Aim of the exercise: Only an exact copy of the lines beginning at the one that contains "specified rock and" and ending at the last line of the records below counts as the answer.

Stored dataset items
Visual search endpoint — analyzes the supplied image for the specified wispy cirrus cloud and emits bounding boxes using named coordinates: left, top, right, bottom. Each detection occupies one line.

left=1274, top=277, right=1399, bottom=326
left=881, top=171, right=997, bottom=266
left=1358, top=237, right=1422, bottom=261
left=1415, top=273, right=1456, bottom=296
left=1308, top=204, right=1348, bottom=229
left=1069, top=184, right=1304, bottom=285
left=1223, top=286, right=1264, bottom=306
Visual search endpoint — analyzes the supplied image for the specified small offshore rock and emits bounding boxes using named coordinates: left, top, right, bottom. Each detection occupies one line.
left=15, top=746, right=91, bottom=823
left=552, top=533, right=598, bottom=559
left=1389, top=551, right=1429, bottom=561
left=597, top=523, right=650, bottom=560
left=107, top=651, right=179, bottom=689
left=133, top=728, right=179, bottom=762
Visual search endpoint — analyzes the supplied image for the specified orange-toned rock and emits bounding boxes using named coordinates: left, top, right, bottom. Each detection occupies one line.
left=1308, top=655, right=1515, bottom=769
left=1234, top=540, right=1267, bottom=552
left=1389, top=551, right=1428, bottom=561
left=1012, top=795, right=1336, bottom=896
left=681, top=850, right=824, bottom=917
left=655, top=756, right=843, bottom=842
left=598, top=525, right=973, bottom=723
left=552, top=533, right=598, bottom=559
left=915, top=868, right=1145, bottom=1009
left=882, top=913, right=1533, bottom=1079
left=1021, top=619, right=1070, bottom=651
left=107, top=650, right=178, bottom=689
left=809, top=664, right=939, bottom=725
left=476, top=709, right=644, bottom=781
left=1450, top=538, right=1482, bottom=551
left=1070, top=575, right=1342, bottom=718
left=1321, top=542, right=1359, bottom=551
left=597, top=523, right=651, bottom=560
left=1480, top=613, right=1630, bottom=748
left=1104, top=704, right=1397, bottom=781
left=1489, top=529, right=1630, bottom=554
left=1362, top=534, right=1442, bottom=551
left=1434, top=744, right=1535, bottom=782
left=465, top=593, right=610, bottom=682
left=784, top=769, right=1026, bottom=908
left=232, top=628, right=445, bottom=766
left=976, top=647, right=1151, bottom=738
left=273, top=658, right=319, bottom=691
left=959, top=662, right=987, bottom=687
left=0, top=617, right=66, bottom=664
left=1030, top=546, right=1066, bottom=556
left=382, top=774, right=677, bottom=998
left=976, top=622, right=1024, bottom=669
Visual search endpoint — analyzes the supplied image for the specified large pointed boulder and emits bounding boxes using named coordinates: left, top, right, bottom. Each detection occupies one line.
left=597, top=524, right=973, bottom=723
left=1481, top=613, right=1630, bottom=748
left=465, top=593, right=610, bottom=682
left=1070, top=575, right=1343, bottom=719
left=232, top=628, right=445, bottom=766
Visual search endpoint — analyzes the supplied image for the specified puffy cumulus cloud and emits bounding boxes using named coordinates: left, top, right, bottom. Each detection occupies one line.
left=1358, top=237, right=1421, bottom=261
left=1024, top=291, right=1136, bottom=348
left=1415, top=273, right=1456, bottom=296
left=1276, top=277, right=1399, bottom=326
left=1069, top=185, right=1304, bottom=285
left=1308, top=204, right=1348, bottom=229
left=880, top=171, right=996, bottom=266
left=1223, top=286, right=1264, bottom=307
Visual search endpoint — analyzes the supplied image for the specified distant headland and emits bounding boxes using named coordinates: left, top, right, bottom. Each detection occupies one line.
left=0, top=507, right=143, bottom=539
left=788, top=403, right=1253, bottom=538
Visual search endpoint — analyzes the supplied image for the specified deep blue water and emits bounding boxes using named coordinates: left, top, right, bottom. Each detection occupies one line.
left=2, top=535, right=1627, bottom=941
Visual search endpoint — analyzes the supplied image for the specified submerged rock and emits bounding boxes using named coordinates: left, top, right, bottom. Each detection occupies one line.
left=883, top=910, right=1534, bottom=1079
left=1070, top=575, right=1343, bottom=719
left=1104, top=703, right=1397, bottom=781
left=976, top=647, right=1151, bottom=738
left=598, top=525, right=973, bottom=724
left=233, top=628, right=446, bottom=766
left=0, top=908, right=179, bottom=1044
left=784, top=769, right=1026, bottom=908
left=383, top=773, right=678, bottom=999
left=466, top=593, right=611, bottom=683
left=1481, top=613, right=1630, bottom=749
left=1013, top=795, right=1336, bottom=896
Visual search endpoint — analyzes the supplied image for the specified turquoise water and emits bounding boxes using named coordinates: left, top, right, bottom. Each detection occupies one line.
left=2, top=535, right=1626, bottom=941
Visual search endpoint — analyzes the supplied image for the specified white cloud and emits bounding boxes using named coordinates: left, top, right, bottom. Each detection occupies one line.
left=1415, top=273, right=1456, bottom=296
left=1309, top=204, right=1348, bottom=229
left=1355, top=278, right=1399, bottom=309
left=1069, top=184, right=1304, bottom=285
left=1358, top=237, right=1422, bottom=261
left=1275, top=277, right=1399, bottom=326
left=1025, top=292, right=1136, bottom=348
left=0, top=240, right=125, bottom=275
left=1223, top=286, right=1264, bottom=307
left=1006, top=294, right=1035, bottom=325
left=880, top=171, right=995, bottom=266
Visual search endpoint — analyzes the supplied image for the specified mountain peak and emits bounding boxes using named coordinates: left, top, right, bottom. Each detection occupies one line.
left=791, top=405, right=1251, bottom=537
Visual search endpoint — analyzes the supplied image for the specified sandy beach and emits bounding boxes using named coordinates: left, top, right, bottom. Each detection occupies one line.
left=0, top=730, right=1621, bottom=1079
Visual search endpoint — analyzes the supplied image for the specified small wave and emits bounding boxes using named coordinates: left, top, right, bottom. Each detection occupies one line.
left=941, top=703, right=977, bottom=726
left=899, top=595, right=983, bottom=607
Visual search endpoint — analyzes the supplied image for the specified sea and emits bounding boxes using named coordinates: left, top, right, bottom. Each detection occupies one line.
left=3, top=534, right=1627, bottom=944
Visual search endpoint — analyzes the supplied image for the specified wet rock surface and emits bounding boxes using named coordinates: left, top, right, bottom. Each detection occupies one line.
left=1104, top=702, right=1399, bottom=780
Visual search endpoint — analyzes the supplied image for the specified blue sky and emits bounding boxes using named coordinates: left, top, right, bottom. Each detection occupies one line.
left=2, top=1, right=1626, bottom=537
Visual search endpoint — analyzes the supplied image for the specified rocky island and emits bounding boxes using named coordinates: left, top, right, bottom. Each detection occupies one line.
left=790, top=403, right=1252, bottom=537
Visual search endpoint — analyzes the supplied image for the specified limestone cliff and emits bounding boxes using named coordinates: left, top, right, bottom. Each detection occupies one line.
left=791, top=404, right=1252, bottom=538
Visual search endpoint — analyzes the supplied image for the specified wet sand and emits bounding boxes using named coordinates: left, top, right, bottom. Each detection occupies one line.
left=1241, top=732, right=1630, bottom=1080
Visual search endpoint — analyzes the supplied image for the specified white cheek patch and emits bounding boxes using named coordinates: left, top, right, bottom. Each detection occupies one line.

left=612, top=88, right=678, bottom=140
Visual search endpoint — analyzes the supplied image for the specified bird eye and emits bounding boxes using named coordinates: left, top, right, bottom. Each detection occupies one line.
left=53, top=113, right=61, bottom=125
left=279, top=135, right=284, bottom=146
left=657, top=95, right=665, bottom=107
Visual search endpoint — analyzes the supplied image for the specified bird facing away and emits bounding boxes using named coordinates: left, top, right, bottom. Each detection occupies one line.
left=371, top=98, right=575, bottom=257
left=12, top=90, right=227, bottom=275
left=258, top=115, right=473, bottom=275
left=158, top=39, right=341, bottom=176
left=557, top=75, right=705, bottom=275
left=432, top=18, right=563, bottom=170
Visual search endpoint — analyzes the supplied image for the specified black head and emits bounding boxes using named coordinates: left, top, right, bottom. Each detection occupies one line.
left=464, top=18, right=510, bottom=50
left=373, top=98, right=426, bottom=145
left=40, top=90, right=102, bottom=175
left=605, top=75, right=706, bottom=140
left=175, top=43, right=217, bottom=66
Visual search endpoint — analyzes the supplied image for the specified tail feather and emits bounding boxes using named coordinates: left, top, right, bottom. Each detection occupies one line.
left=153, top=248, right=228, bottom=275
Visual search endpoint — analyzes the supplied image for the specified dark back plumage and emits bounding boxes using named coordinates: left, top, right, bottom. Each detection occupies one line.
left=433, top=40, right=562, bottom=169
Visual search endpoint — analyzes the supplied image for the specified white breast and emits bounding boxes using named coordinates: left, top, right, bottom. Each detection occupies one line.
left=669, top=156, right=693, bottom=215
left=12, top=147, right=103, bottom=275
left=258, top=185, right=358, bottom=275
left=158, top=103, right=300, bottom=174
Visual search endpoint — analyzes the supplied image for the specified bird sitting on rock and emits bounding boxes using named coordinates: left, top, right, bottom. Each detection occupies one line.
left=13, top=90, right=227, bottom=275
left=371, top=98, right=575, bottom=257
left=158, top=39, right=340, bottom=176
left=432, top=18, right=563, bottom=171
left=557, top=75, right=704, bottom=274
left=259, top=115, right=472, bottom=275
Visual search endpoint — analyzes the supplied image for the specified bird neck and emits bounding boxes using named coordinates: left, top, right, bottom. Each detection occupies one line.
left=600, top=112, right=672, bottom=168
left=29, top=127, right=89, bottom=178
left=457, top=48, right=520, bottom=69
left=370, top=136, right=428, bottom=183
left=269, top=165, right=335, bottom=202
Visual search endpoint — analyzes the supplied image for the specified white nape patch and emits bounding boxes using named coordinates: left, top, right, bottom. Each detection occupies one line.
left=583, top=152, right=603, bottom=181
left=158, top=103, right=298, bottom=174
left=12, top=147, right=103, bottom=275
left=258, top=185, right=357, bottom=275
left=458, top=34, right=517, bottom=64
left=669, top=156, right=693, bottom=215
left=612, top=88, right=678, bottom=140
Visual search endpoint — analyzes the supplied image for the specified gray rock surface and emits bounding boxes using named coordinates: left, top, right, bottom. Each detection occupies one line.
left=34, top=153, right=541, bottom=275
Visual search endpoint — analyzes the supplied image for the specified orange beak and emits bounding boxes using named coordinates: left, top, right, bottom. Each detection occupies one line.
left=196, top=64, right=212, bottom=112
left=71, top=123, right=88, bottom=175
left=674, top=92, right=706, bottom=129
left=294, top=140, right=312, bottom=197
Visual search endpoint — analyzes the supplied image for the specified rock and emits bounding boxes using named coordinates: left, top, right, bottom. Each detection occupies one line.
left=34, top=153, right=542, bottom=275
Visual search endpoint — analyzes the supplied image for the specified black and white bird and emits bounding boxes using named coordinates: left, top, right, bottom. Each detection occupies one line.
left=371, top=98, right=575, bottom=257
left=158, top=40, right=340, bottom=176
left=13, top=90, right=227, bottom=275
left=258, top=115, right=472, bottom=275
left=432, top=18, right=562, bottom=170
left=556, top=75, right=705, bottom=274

Answer to this problem:
Visual search endpoint — analyzes the supplied image for the specified rock and emits bounding boxes using named coordinates: left, top, right, bottom. Each detection occupies one line.
left=34, top=153, right=542, bottom=275
Visual search endpoint — analyzes the supplied image for the specified black and white bird and emits bounding boxes using named coordinates: left, top, right, bottom. Each detection occupies one line.
left=371, top=98, right=575, bottom=257
left=158, top=40, right=340, bottom=176
left=13, top=90, right=227, bottom=275
left=258, top=115, right=472, bottom=275
left=432, top=18, right=562, bottom=170
left=556, top=75, right=705, bottom=274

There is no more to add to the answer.